Job :: Revise the items below, replacing "photograph" with "picture" throughout and leaving everything else unchanged. Omit the pictures from your answer.

■ ■ ■

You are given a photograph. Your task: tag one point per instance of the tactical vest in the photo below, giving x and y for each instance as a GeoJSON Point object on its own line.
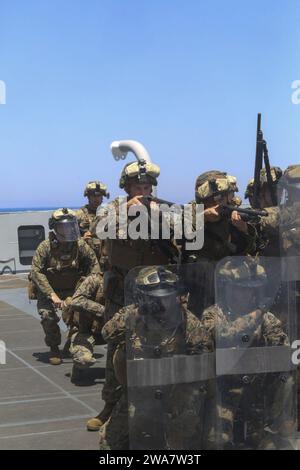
{"type": "Point", "coordinates": [85, 222]}
{"type": "Point", "coordinates": [63, 271]}
{"type": "Point", "coordinates": [128, 254]}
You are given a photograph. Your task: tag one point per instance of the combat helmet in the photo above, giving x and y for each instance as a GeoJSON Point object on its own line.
{"type": "Point", "coordinates": [65, 225]}
{"type": "Point", "coordinates": [244, 277]}
{"type": "Point", "coordinates": [96, 188]}
{"type": "Point", "coordinates": [276, 174]}
{"type": "Point", "coordinates": [244, 273]}
{"type": "Point", "coordinates": [214, 183]}
{"type": "Point", "coordinates": [156, 292]}
{"type": "Point", "coordinates": [139, 172]}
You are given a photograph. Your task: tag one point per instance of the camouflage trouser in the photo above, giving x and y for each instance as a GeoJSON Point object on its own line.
{"type": "Point", "coordinates": [50, 319]}
{"type": "Point", "coordinates": [112, 389]}
{"type": "Point", "coordinates": [83, 341]}
{"type": "Point", "coordinates": [114, 434]}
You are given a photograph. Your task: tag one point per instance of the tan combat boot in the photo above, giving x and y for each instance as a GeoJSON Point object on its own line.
{"type": "Point", "coordinates": [94, 424]}
{"type": "Point", "coordinates": [55, 357]}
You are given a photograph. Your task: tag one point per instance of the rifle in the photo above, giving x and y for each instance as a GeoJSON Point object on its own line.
{"type": "Point", "coordinates": [247, 214]}
{"type": "Point", "coordinates": [262, 155]}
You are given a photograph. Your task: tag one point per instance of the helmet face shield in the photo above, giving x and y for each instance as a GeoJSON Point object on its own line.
{"type": "Point", "coordinates": [67, 230]}
{"type": "Point", "coordinates": [141, 172]}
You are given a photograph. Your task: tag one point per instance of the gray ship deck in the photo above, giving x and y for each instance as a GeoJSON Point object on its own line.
{"type": "Point", "coordinates": [39, 407]}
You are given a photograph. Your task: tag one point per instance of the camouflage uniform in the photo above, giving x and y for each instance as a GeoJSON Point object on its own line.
{"type": "Point", "coordinates": [88, 303]}
{"type": "Point", "coordinates": [86, 215]}
{"type": "Point", "coordinates": [268, 240]}
{"type": "Point", "coordinates": [57, 268]}
{"type": "Point", "coordinates": [123, 255]}
{"type": "Point", "coordinates": [221, 239]}
{"type": "Point", "coordinates": [255, 398]}
{"type": "Point", "coordinates": [185, 403]}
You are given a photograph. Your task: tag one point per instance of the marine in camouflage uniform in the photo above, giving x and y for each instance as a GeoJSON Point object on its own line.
{"type": "Point", "coordinates": [137, 179]}
{"type": "Point", "coordinates": [223, 236]}
{"type": "Point", "coordinates": [268, 242]}
{"type": "Point", "coordinates": [157, 326]}
{"type": "Point", "coordinates": [87, 304]}
{"type": "Point", "coordinates": [247, 403]}
{"type": "Point", "coordinates": [94, 191]}
{"type": "Point", "coordinates": [58, 265]}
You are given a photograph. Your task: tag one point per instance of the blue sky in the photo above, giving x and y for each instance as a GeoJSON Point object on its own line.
{"type": "Point", "coordinates": [185, 78]}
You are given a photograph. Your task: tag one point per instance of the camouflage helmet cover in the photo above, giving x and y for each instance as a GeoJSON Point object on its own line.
{"type": "Point", "coordinates": [248, 273]}
{"type": "Point", "coordinates": [140, 172]}
{"type": "Point", "coordinates": [291, 176]}
{"type": "Point", "coordinates": [97, 188]}
{"type": "Point", "coordinates": [213, 183]}
{"type": "Point", "coordinates": [61, 214]}
{"type": "Point", "coordinates": [65, 225]}
{"type": "Point", "coordinates": [276, 174]}
{"type": "Point", "coordinates": [156, 280]}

■ ■ ■

Solution to this exercise ::
You are given a picture. Your task: tag one point per instance of the tactical vest in the photo below, giving x and y for each instance as a GeoJSON Point object on its own line.
{"type": "Point", "coordinates": [85, 222]}
{"type": "Point", "coordinates": [63, 271]}
{"type": "Point", "coordinates": [128, 254]}
You are given a picture. Your task: tag one point per instance of the combat helmet in the photo above, giving x and y for each instance as a GeoJSON Point object on its own line.
{"type": "Point", "coordinates": [65, 225]}
{"type": "Point", "coordinates": [244, 277]}
{"type": "Point", "coordinates": [96, 188]}
{"type": "Point", "coordinates": [276, 174]}
{"type": "Point", "coordinates": [244, 273]}
{"type": "Point", "coordinates": [214, 183]}
{"type": "Point", "coordinates": [156, 292]}
{"type": "Point", "coordinates": [139, 172]}
You are given a picture. Your task: tag one point per instance of the camouflage trouser in the photo above, giving x and y for each instance as a GeoJSON Point object on its own line.
{"type": "Point", "coordinates": [50, 319]}
{"type": "Point", "coordinates": [112, 389]}
{"type": "Point", "coordinates": [83, 341]}
{"type": "Point", "coordinates": [114, 434]}
You are given a picture. Your task: tag one point per instance of the tan combat boot in the photo above, giving x and y for each instance as a GeoJSON Point object on its own line.
{"type": "Point", "coordinates": [94, 424]}
{"type": "Point", "coordinates": [55, 357]}
You are given a picture. Your task: tag one point per instance of the rifle in the photo above, giving x and y for each instance as a GeoJSON Point object on its own line.
{"type": "Point", "coordinates": [247, 214]}
{"type": "Point", "coordinates": [262, 155]}
You are given a picture. Your task: tag one point per instance of the helmet face shield in the photo above, giving x and y for each instance as a GeoJSON Point object on its own line.
{"type": "Point", "coordinates": [67, 230]}
{"type": "Point", "coordinates": [141, 172]}
You are given a picture. Your task: tag one point per instance of the gray ship deck in the photo above, giving x and y for each instance as a GeoJSON Point object on its own line.
{"type": "Point", "coordinates": [39, 407]}
You are given a picture. Your task: tag one point per instance of the camouflage uniform in the photo above, giving x and y for each instance as a GeoJSON Point object on its own line.
{"type": "Point", "coordinates": [88, 303]}
{"type": "Point", "coordinates": [86, 215]}
{"type": "Point", "coordinates": [268, 240]}
{"type": "Point", "coordinates": [57, 268]}
{"type": "Point", "coordinates": [123, 255]}
{"type": "Point", "coordinates": [221, 239]}
{"type": "Point", "coordinates": [255, 398]}
{"type": "Point", "coordinates": [185, 403]}
You are given a picture. Your task: tag one point per instance of the marine in camouflage uniform in the photo above, giving x and y for each instance as a GeoJSON Point object on its own line.
{"type": "Point", "coordinates": [137, 179]}
{"type": "Point", "coordinates": [223, 236]}
{"type": "Point", "coordinates": [268, 242]}
{"type": "Point", "coordinates": [157, 326]}
{"type": "Point", "coordinates": [87, 304]}
{"type": "Point", "coordinates": [247, 403]}
{"type": "Point", "coordinates": [94, 191]}
{"type": "Point", "coordinates": [58, 265]}
You are given a picture. Your task: tag one point per instance of the blue sky in the photo above, giving x and y for each instance as a GeoJSON Point object on its own line.
{"type": "Point", "coordinates": [185, 78]}
You are given a picture. Your task: tag one point per instance of the camouflage helmet cover in the photo above, giving x and y for each instance as a GeoJSON Point object on its own line.
{"type": "Point", "coordinates": [248, 273]}
{"type": "Point", "coordinates": [140, 172]}
{"type": "Point", "coordinates": [291, 176]}
{"type": "Point", "coordinates": [97, 188]}
{"type": "Point", "coordinates": [213, 183]}
{"type": "Point", "coordinates": [61, 214]}
{"type": "Point", "coordinates": [65, 225]}
{"type": "Point", "coordinates": [276, 174]}
{"type": "Point", "coordinates": [156, 280]}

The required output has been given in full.